• [Aufgabenstellung] Suche in den folgenden Zeilen alle heraus, die das Wort „tree“ enthalten, und schreibe jede davon unverändert ab.

------ Vorliegende Zeilen ------

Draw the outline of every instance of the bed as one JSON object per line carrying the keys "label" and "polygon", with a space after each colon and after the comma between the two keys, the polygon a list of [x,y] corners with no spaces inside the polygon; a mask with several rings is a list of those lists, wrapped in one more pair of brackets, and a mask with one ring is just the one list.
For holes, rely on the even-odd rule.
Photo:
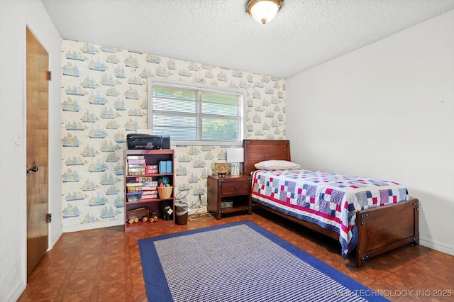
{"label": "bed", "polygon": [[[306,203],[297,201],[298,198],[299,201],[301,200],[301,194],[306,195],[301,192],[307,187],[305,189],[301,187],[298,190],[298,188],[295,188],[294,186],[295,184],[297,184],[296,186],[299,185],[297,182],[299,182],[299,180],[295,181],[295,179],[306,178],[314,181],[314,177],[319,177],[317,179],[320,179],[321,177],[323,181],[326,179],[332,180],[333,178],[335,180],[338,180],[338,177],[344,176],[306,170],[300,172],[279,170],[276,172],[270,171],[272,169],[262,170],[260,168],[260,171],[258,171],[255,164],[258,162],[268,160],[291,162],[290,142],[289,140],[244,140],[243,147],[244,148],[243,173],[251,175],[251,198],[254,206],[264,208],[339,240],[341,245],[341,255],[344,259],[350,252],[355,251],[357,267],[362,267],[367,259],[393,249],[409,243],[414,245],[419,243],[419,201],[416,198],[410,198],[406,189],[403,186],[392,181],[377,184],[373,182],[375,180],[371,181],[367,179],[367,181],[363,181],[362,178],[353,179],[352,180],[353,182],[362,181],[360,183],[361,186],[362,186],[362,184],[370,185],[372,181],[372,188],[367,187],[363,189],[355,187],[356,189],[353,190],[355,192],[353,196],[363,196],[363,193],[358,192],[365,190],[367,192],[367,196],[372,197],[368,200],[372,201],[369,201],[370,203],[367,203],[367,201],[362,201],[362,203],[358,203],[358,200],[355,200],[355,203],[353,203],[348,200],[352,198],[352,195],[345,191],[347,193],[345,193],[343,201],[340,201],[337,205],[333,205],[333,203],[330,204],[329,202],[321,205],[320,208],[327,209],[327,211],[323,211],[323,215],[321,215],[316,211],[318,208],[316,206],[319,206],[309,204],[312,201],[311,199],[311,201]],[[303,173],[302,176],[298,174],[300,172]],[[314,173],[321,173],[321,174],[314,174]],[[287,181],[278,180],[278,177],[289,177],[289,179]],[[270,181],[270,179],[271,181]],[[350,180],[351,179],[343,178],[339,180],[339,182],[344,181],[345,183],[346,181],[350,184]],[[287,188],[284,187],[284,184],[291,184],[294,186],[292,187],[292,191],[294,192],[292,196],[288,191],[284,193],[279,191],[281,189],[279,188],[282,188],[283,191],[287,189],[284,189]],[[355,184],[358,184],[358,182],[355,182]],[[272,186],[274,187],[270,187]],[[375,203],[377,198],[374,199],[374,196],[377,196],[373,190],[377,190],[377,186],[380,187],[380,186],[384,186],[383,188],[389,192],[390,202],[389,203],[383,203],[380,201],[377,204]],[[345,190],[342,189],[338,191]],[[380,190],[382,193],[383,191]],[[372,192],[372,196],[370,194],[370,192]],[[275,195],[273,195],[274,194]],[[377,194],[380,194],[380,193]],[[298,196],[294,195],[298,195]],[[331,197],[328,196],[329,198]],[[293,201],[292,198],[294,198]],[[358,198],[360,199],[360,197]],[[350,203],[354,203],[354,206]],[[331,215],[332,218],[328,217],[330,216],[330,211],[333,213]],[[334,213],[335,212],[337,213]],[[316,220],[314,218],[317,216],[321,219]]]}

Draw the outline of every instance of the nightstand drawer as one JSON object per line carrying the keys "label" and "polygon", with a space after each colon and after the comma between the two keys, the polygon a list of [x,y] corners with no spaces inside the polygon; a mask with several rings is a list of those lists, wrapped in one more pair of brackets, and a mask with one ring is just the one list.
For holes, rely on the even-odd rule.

------
------ Vorliegende Zeilen ------

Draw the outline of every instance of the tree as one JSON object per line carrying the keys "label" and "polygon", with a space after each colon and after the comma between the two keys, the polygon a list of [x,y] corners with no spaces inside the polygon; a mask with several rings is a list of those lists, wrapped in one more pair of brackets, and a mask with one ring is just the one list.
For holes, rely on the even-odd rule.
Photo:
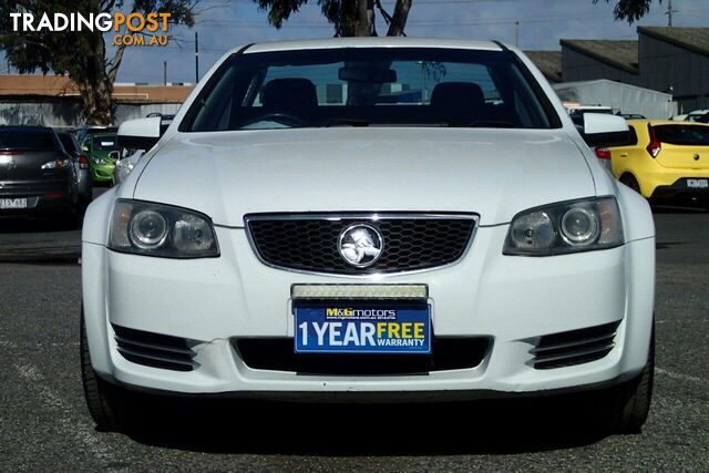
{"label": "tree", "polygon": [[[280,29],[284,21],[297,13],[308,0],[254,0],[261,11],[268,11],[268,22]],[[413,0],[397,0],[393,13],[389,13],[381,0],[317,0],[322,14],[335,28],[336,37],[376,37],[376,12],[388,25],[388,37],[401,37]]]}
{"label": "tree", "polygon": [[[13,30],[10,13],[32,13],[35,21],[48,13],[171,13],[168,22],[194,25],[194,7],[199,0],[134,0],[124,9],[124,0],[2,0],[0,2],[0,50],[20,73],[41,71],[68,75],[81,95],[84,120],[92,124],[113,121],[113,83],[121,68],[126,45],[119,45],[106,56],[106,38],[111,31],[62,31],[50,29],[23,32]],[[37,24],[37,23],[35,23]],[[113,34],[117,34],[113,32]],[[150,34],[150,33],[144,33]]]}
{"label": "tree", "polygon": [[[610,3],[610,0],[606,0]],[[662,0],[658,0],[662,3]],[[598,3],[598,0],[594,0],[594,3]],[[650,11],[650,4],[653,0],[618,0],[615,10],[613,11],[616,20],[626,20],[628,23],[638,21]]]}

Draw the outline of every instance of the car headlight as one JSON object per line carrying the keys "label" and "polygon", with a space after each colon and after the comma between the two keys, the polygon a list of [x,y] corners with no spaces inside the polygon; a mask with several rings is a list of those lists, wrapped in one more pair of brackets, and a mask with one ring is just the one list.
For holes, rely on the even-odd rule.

------

• [Ergebnis]
Draw the outline of every instance of the tree as one JSON object per line carrying the keys "label" and "polygon", with a space after each colon and after the comma between the two keys, the polygon a list of [x,y] corners with no spaces inside the polygon; a mask with several rings is a list of those lists, wrapped in one more pair of brackets, and a mask with one ring is just the one list.
{"label": "tree", "polygon": [[[280,29],[284,21],[297,13],[308,0],[254,0],[261,11],[268,11],[268,22]],[[413,0],[397,0],[393,13],[389,13],[381,0],[317,0],[322,14],[335,28],[336,37],[376,37],[376,12],[388,25],[388,37],[401,37]]]}
{"label": "tree", "polygon": [[[13,30],[10,13],[32,13],[35,21],[48,13],[171,13],[168,22],[194,25],[194,7],[199,0],[134,0],[124,9],[124,0],[2,0],[0,2],[0,50],[20,73],[41,71],[68,75],[81,95],[84,120],[92,124],[113,121],[113,83],[121,68],[126,45],[119,45],[106,56],[106,38],[111,31],[62,31],[50,29],[23,32]],[[37,24],[37,23],[35,23]],[[113,34],[117,34],[113,32]],[[150,34],[150,33],[144,33]]]}
{"label": "tree", "polygon": [[[610,3],[610,0],[606,0]],[[662,0],[658,0],[662,3]],[[598,3],[598,0],[594,0],[594,3]],[[650,11],[650,4],[653,0],[618,0],[615,10],[613,11],[616,20],[626,20],[628,23],[638,21]]]}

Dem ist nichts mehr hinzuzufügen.